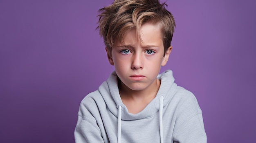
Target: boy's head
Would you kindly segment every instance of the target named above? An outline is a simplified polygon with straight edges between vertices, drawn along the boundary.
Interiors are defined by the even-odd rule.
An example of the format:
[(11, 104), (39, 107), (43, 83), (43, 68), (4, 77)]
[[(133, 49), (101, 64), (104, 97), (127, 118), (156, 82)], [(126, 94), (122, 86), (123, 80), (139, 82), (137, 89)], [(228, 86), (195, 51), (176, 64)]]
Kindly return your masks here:
[(111, 51), (115, 43), (123, 43), (124, 36), (135, 29), (137, 36), (142, 25), (146, 22), (159, 24), (162, 33), (164, 52), (171, 46), (175, 22), (165, 4), (158, 0), (115, 0), (113, 4), (100, 9), (99, 16), (100, 35), (106, 48)]

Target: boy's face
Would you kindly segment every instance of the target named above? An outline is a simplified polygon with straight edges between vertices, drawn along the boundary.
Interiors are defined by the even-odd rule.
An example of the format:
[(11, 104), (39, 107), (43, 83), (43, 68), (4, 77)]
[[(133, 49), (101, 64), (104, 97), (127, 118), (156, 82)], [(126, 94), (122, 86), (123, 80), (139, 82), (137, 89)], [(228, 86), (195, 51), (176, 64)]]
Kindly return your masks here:
[(157, 77), (161, 66), (166, 64), (172, 48), (170, 47), (163, 57), (162, 34), (157, 24), (143, 24), (140, 35), (142, 40), (136, 36), (136, 30), (132, 29), (125, 35), (124, 43), (117, 43), (112, 51), (106, 50), (121, 87), (133, 90), (157, 86)]

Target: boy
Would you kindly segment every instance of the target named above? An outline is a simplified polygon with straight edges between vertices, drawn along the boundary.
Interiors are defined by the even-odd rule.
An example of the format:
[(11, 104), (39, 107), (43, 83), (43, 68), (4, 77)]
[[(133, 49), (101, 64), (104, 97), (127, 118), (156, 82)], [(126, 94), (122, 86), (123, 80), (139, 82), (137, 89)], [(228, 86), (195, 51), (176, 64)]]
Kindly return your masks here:
[(100, 9), (100, 34), (115, 71), (82, 101), (76, 143), (206, 143), (193, 94), (158, 75), (175, 23), (158, 0), (117, 0)]

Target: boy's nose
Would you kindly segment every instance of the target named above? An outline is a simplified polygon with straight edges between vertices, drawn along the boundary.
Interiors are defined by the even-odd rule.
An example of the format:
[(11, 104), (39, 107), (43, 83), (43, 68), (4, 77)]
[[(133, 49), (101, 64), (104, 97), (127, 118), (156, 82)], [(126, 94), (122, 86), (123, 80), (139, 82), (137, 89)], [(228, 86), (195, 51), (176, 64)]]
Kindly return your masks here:
[(143, 69), (143, 55), (141, 54), (134, 54), (132, 58), (131, 68), (133, 69)]

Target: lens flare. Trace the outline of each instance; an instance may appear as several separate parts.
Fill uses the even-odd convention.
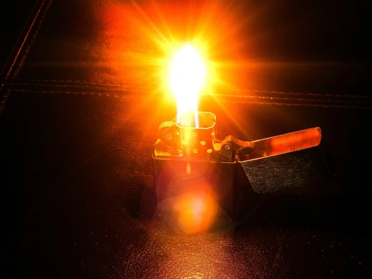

* Written problem:
Put every line of the listing above into a JSON array of strings, one string per line. Skip blank lines and leave out the pictures.

* Result of the task:
[
  "Target: boy's head",
  "Would you kindly segment every instance of the target named above? An outline is a simplified polygon with straight edges between vertices, drawn along the boundary.",
  "Interiors are defined by the even-odd rule.",
  "An example of the format:",
  "[(11, 104), (39, 107), (43, 83), (43, 68), (4, 77)]",
  "[[(133, 49), (101, 64), (104, 97), (127, 118), (156, 82)], [(126, 94), (122, 86), (123, 80), (139, 82), (137, 89)], [(228, 86), (195, 51), (176, 64)]]",
  "Kindly return your masks here:",
  "[(111, 51), (115, 43), (123, 43), (124, 36), (135, 29), (137, 36), (142, 25), (146, 22), (159, 24), (162, 33), (164, 52), (171, 46), (175, 22), (165, 4), (158, 0), (115, 0), (113, 4), (100, 9), (99, 16), (100, 35), (106, 48)]",
  "Target: boy's face",
  "Would you kindly segment every instance of the target named above? An outline is a simplified polygon with straight edges between vertices, drawn along the boundary.",
  "Interiors are defined by the even-odd rule.",
  "An example of the format:",
  "[(11, 104), (39, 107), (43, 83), (43, 68), (4, 77)]",
  "[[(133, 49), (101, 64), (104, 97), (127, 118), (156, 82)], [(126, 94), (122, 86), (123, 80), (139, 82), (137, 89)], [(228, 86), (195, 51), (176, 64)]]",
  "Kindly return your masks here:",
  "[(157, 77), (161, 66), (166, 64), (172, 48), (170, 47), (163, 57), (162, 34), (157, 24), (143, 24), (140, 35), (142, 40), (136, 36), (136, 30), (132, 29), (125, 35), (124, 43), (117, 43), (112, 51), (106, 50), (121, 87), (133, 90), (157, 86)]",
  "Target: boy",
  "Would you kindly segment every instance of the target named above? An outline is a simplified polygon with straight edges between vertices, drawn along the boundary.",
  "Interiors are defined by the even-odd rule.",
  "An example of the format:",
  "[(11, 104), (39, 107), (43, 83), (43, 68), (4, 77)]",
  "[[(133, 49), (101, 64), (104, 97), (127, 118), (156, 82)], [(126, 94), (122, 86), (123, 80), (139, 82), (137, 89)], [(228, 86), (195, 51), (176, 64)]]",
  "Kindly return your masks here:",
  "[(100, 9), (100, 34), (115, 71), (82, 101), (76, 143), (206, 143), (193, 94), (158, 75), (175, 23), (158, 0), (117, 0)]",
  "Target: boy's nose",
  "Would you kindly segment every instance of the target named above? An outline is a simplified polygon with straight edges between vertices, drawn along the boundary.",
  "Interiors are defined by the even-odd rule.",
  "An example of the format:",
  "[(11, 104), (39, 107), (43, 83), (43, 68), (4, 77)]",
  "[[(133, 49), (101, 64), (104, 97), (127, 118), (156, 82)], [(126, 94), (122, 86), (123, 80), (139, 82), (137, 89)], [(228, 86), (195, 51), (176, 64)]]",
  "Kindly return your masks here:",
  "[(143, 69), (143, 55), (141, 54), (134, 54), (132, 58), (131, 68), (133, 69)]",
  "Target: lens flare. Trace the outline of each instance; an instance may appear as several separate parts.",
  "Fill uses the even-odd convention."
]